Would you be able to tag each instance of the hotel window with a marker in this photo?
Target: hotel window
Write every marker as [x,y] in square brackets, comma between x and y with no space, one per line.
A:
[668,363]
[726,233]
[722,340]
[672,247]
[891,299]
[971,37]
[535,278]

□ □ □ □ □

» EXERCISE INSTRUCTIONS
Only lines containing the string "marker" belong in the answer; find them in the data above and copy them.

» RESPONSE BELOW
Would you be able to tag each instance of the hotel window with a marker in this photo?
Write every marker as [x,y] in square brackets, comma between x and y with no space, one per line.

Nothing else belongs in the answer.